◆ About this task
Reproduce the data below in full. Nothing should differ from the original.

(Data in this exercise)

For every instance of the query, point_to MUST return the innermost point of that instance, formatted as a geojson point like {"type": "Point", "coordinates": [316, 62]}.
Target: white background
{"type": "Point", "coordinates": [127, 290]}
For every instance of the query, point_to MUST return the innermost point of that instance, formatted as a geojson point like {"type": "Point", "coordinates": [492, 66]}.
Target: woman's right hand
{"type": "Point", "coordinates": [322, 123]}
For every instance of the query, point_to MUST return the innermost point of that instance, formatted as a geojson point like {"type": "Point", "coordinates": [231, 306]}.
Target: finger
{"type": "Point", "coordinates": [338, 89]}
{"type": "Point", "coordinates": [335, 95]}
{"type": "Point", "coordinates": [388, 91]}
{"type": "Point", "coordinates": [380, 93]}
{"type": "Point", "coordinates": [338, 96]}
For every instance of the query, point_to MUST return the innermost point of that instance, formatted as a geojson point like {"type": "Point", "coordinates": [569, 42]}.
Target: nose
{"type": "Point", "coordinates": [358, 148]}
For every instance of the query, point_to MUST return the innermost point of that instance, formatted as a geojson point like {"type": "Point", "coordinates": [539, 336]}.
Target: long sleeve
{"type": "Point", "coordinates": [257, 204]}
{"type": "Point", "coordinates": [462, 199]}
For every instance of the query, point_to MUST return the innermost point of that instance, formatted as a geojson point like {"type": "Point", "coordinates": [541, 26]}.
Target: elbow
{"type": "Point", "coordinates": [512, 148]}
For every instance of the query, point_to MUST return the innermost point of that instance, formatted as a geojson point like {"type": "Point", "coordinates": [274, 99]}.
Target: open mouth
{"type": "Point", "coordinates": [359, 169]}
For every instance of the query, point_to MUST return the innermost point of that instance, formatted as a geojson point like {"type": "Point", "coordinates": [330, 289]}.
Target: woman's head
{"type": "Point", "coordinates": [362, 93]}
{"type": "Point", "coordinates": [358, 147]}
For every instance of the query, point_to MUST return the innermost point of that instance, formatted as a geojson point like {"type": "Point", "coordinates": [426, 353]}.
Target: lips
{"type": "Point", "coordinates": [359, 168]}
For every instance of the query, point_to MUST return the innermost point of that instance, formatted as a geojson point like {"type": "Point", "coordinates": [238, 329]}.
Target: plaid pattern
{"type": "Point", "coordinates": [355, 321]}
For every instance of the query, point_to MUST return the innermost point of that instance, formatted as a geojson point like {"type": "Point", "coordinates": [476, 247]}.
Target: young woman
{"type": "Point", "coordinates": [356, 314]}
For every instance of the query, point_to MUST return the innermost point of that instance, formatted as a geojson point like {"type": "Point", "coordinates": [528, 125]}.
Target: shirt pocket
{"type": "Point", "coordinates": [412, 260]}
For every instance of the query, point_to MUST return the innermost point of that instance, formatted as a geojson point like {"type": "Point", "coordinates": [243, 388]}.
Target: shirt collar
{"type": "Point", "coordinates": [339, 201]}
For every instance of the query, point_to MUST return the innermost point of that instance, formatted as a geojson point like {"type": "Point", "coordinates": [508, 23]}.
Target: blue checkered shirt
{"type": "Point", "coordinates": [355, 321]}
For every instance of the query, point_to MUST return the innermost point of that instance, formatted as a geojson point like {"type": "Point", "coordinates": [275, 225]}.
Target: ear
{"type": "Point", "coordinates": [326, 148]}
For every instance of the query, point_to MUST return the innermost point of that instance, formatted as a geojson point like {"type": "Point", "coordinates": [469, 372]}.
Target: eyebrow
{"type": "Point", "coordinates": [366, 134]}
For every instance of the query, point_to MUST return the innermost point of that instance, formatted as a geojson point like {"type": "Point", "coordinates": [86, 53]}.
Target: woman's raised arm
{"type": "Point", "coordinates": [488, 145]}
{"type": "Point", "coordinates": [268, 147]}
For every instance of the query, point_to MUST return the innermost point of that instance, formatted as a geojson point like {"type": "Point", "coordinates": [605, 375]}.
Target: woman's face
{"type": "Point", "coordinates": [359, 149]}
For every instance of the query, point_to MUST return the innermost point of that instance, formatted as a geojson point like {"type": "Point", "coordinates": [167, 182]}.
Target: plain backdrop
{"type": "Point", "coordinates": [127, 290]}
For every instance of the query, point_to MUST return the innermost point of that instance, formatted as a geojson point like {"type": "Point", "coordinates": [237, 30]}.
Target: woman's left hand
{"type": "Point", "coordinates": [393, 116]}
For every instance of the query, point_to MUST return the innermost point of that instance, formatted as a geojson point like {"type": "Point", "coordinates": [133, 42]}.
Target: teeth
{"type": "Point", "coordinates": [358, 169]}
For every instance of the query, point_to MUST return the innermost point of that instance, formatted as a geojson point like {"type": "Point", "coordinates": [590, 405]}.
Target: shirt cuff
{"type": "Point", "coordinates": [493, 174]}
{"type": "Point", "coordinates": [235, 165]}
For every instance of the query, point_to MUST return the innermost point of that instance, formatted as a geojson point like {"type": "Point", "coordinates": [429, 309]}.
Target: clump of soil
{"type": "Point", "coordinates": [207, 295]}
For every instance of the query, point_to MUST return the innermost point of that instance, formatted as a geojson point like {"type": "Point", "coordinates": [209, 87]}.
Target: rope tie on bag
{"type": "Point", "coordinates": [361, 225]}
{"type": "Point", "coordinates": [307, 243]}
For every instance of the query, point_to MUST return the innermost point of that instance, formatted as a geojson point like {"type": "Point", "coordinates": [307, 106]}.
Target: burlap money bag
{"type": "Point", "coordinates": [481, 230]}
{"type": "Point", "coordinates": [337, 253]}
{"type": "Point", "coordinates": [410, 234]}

(End Data in this exercise)

◆ Task response
For every instance of the query, point_to MUST return the innermost point of that instance, formatted as a geojson point like {"type": "Point", "coordinates": [316, 62]}.
Target: white background
{"type": "Point", "coordinates": [127, 290]}
For every instance of the query, point_to MUST return the innermost point of that instance, formatted as a geojson point like {"type": "Point", "coordinates": [492, 66]}.
Target: woman's right hand
{"type": "Point", "coordinates": [322, 123]}
For every instance of the query, point_to MUST return the innermost point of that instance, formatted as a geojson point like {"type": "Point", "coordinates": [231, 306]}.
Target: finger
{"type": "Point", "coordinates": [338, 89]}
{"type": "Point", "coordinates": [335, 95]}
{"type": "Point", "coordinates": [388, 91]}
{"type": "Point", "coordinates": [380, 93]}
{"type": "Point", "coordinates": [338, 96]}
For every instance of the query, point_to MUST return the innermost point of that instance, formatted as a geojson point like {"type": "Point", "coordinates": [569, 42]}.
Target: nose
{"type": "Point", "coordinates": [358, 148]}
For every instance of the query, point_to MUST return the innermost point of that instance, formatted as a geojson point like {"type": "Point", "coordinates": [539, 336]}.
Target: long sleeve
{"type": "Point", "coordinates": [257, 204]}
{"type": "Point", "coordinates": [462, 199]}
For every instance of the query, point_to MUST return the innermost point of that instance, formatted as a geojson point like {"type": "Point", "coordinates": [541, 26]}.
Target: elbow
{"type": "Point", "coordinates": [512, 148]}
For every instance of the query, point_to MUST return the innermost point of that instance, formatted as a geojson point like {"type": "Point", "coordinates": [274, 99]}.
Target: open mouth
{"type": "Point", "coordinates": [359, 169]}
For every instance of the query, point_to MUST return the innermost point of that instance, formatted as a geojson point like {"type": "Point", "coordinates": [330, 289]}.
Target: woman's head
{"type": "Point", "coordinates": [362, 93]}
{"type": "Point", "coordinates": [358, 147]}
For every instance of the query, point_to MUST return the innermost point of that instance, formatted as a geojson point like {"type": "Point", "coordinates": [426, 353]}.
Target: lips
{"type": "Point", "coordinates": [359, 168]}
For every instance of the query, point_to MUST return the innermost point of that instance, formatted as a geojson point like {"type": "Point", "coordinates": [238, 329]}.
Target: plaid pattern
{"type": "Point", "coordinates": [355, 321]}
For every instance of the query, point_to MUST return the innermost point of that instance, formatted as a geojson point like {"type": "Point", "coordinates": [476, 247]}.
Target: young woman
{"type": "Point", "coordinates": [356, 314]}
For every instance of the query, point_to MUST return the innermost point of that instance, formatted as a geojson point like {"type": "Point", "coordinates": [528, 125]}.
Target: shirt pocket
{"type": "Point", "coordinates": [412, 260]}
For every instance of the query, point_to MUST return the innermost point of that instance, formatted as a geojson point like {"type": "Point", "coordinates": [243, 388]}.
Target: shirt collar
{"type": "Point", "coordinates": [339, 201]}
For every instance of the query, point_to MUST return the innermost point of that instance, formatted as a geojson point like {"type": "Point", "coordinates": [508, 23]}.
Target: blue checkered shirt
{"type": "Point", "coordinates": [355, 321]}
For every instance of the query, point_to MUST return the innermost point of that instance, formatted as a geojson point like {"type": "Point", "coordinates": [275, 225]}.
Target: ear
{"type": "Point", "coordinates": [326, 148]}
For every instance of the query, point_to MUST return the innermost point of that instance, formatted as a geojson point like {"type": "Point", "coordinates": [469, 372]}.
Target: eyebrow
{"type": "Point", "coordinates": [366, 134]}
For every instance of the query, point_to MUST return the innermost point of that instance, formatted as a geojson point like {"type": "Point", "coordinates": [86, 53]}.
Target: woman's raised arm
{"type": "Point", "coordinates": [488, 145]}
{"type": "Point", "coordinates": [268, 147]}
For every instance of the query, point_to MUST return the innermost point of that instance, formatted as a geojson point like {"type": "Point", "coordinates": [605, 375]}.
Target: woman's face
{"type": "Point", "coordinates": [359, 149]}
For every instance of the query, point_to MUST return the innermost point of that instance, formatted as a geojson point like {"type": "Point", "coordinates": [167, 182]}.
Target: plain backdrop
{"type": "Point", "coordinates": [127, 290]}
For every instance of the query, point_to MUST return the innermost point of that instance, formatted as a geojson point like {"type": "Point", "coordinates": [237, 30]}.
Target: woman's left hand
{"type": "Point", "coordinates": [393, 116]}
For every instance of the query, point_to MUST return the innermost point of that instance, formatted as a geojson point like {"type": "Point", "coordinates": [133, 42]}.
Target: teeth
{"type": "Point", "coordinates": [358, 169]}
For every instance of the query, point_to MUST return the innermost point of that instance, formatted as a geojson point like {"type": "Point", "coordinates": [590, 405]}.
Target: shirt cuff
{"type": "Point", "coordinates": [493, 174]}
{"type": "Point", "coordinates": [235, 165]}
For every instance of the query, point_to MUST return the innermost point of that instance, formatted as a geojson point like {"type": "Point", "coordinates": [429, 309]}.
Target: clump of soil
{"type": "Point", "coordinates": [207, 295]}
For every instance of the query, point_to MUST return the innermost point of that instance, formatted as a geojson point like {"type": "Point", "coordinates": [209, 87]}.
Target: rope tie on bag
{"type": "Point", "coordinates": [361, 225]}
{"type": "Point", "coordinates": [307, 243]}
For every instance of the query, point_to MUST return the innermost point of that instance, formatted as a geojson point like {"type": "Point", "coordinates": [307, 106]}.
Target: burlap money bag
{"type": "Point", "coordinates": [481, 230]}
{"type": "Point", "coordinates": [337, 253]}
{"type": "Point", "coordinates": [410, 234]}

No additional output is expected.